(The exercise)
Please extend the passage below about the Long Range Discrimination Radar, starting right after its last sentence.

(Document excerpt)
-- START --
The Long Range Discrimination Radar (LRDR) that is planned for operational service in Alaska in 2020 is part of the United States's Ground-Based Midcourse Defense anti-ballistic missile system. The main contractor is Lockheed Martin, under a US$784 million contract from the Missile Defense Agency in October 2015.

LRDR is a gallium nitride (GaN)-based, solid-state Active Electronically Scanned Array (AESA) early-warning radar that allows for continuous coverage, even when it is undergoing maintenance. The radar consists of individual solid state radar blocks that can be combined to scale up the size of the radar. The multi-purpose GaN device used on the prototype version of the LRDR is from the Japanese electronics company Fujitsu, according to Lockheed Martin.

Construction in Alaska for the LRDR was scheduled to begin in 2019, tentatively at Clear Space Force Station in central Alaska.

In late February 2021, the Missile Defense Agency said that the radar installation was underway, with Initial Operational Capability to be achieved in 2021.

AN/SPY-7(V)1
The AN/SPY-7(V)1 is the official designation of an LRDR-derivative used with the Aegis Ballistic Missile Defense System. On 30 July 2018, the Japanese government approved a plan to purchase two pairs of AN/SPY-7(V)1 for the Aegis Ashore facility and will be installed in Yamaguchi Prefecture and Akita Prefecture. The first operation is expected to start from 2025, by Japan Ground Self Defense Force.
-- END --
(Excerpted data)
-- START --
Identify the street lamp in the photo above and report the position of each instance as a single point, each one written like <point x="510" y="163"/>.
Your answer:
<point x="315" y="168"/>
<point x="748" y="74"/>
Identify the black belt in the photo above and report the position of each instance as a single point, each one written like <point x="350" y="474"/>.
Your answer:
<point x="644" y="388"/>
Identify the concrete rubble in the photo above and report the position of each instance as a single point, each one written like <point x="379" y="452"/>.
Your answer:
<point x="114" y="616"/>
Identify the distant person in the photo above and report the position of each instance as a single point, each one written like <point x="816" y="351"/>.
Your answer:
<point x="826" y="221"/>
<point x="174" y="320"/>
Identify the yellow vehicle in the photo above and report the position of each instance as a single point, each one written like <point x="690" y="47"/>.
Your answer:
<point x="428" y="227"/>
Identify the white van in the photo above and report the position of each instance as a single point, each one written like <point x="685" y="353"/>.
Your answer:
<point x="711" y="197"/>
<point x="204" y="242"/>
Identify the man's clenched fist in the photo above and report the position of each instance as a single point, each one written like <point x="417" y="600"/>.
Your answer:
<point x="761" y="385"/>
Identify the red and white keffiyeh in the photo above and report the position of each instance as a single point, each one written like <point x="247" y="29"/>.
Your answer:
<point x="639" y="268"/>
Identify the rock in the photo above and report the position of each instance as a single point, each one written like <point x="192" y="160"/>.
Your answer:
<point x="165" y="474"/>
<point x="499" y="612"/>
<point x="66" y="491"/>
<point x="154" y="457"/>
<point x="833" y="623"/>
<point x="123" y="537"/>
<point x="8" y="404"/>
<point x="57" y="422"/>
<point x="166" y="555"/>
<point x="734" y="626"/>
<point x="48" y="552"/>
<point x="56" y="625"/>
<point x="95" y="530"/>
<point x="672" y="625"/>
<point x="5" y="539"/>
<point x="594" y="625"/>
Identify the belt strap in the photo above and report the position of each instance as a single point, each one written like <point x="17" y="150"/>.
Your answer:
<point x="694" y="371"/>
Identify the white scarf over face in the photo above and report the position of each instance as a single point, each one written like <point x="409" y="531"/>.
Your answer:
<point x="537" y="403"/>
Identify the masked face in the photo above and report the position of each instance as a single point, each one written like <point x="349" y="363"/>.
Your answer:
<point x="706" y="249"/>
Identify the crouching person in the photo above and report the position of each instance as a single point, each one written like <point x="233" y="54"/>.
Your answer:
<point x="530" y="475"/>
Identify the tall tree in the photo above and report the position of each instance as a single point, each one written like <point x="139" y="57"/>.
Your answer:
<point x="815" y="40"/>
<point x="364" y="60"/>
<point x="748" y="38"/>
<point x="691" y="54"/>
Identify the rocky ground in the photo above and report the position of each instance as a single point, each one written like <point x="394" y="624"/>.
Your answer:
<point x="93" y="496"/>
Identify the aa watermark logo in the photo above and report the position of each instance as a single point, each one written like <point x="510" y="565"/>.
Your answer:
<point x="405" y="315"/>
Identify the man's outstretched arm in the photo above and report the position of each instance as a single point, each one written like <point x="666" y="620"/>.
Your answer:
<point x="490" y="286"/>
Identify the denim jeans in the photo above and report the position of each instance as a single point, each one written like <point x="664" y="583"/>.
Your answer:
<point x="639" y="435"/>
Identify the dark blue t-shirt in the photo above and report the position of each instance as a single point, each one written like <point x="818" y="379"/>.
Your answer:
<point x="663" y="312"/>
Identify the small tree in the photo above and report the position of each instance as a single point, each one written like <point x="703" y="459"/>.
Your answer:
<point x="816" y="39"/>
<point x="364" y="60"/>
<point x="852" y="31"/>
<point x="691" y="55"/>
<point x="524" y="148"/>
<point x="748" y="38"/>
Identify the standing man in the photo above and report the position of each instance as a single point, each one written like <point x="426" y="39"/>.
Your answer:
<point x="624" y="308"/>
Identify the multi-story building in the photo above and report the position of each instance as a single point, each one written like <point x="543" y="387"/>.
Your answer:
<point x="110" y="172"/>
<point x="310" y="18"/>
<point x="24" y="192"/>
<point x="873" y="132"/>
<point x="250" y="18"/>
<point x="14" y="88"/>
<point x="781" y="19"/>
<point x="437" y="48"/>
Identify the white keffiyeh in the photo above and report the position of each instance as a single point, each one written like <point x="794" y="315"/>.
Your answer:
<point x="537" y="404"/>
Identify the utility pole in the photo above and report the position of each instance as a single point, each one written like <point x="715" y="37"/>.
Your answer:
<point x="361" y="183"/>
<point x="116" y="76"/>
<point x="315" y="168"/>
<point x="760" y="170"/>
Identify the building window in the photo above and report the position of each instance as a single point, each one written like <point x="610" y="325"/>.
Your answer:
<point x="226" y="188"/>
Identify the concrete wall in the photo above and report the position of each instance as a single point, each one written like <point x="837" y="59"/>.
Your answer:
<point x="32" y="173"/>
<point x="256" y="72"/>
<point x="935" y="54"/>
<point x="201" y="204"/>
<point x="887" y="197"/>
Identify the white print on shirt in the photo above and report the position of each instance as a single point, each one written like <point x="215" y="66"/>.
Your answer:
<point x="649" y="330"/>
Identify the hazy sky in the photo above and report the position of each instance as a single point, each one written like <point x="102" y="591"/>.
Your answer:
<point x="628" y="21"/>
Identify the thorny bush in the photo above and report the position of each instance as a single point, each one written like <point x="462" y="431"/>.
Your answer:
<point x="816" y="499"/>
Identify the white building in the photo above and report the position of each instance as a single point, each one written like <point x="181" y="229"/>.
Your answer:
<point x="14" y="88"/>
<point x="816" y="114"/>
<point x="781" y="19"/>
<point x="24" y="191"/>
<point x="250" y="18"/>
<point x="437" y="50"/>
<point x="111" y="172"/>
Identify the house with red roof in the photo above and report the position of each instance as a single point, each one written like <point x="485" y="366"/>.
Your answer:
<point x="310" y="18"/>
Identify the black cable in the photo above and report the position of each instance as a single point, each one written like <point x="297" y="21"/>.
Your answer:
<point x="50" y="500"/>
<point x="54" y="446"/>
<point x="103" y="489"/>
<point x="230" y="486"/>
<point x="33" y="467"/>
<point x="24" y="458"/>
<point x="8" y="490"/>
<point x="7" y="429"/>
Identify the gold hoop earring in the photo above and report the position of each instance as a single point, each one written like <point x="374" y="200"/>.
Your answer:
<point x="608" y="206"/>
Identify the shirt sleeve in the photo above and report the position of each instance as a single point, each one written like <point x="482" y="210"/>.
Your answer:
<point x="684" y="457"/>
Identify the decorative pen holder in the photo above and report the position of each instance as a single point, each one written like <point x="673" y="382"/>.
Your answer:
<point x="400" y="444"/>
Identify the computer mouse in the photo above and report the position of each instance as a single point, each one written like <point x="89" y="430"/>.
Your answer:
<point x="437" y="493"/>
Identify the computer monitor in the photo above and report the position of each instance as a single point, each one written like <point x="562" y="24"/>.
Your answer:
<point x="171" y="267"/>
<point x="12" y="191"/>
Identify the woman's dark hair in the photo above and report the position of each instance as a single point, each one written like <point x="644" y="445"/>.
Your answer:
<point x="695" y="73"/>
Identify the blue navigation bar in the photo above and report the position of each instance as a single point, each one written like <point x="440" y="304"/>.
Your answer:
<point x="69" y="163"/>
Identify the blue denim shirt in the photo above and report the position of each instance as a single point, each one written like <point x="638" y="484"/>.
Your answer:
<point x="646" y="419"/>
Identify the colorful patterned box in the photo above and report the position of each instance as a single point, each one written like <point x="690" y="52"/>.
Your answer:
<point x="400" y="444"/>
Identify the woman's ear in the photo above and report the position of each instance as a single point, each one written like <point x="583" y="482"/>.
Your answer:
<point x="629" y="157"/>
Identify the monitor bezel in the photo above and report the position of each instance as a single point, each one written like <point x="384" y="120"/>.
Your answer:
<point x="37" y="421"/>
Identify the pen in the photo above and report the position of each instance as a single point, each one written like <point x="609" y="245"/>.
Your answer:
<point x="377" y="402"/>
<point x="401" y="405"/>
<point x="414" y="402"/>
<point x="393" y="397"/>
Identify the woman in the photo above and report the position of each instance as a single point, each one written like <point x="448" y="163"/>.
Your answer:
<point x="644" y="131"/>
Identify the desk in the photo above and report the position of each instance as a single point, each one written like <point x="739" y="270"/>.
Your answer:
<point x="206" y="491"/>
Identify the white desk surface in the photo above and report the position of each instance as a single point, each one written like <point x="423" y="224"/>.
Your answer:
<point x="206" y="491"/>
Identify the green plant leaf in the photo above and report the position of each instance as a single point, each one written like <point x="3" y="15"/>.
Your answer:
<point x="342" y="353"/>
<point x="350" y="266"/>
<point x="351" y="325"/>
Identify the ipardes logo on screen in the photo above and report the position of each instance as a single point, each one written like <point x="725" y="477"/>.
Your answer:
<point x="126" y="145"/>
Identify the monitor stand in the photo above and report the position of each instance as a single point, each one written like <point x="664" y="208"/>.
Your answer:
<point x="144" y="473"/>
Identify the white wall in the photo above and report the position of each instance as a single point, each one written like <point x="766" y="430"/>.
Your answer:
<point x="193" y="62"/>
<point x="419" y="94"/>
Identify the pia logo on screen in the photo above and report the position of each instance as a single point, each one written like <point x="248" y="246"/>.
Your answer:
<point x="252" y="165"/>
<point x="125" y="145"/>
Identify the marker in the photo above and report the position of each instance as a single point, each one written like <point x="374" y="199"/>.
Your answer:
-- END --
(Exercise result)
Missile Defense Agency has also decided to use AN/SPY-7(V)1 for the Aegis Ashore to be installed in Hawaii. Derivatives of the AN/SPY-7(V)1 will be used on the Canadian Surface Combatant and the Spanish F-110 frigate.

In September 2020, AN/SPY-7(V)1 was chosen by Canada as the primary radar for its future Canadian Surface Combatant (CSC) along with CMS-330 Combat Management System with Aegis Combat System.

Lockheed Martin promoted this version of radar as the AN/SPY-1 refurbishment program to the US Navy to extend the lifespan of the Ticonderoga-class cruiser and Arleigh Burke-class destroyer to beyond the 2040s. In December 2021, the AN/SPY-6 AESA radar from Raytheon was selected to retrofit Flight IIA Arleigh Burke destroyers; the same radar is used on Flight III ships.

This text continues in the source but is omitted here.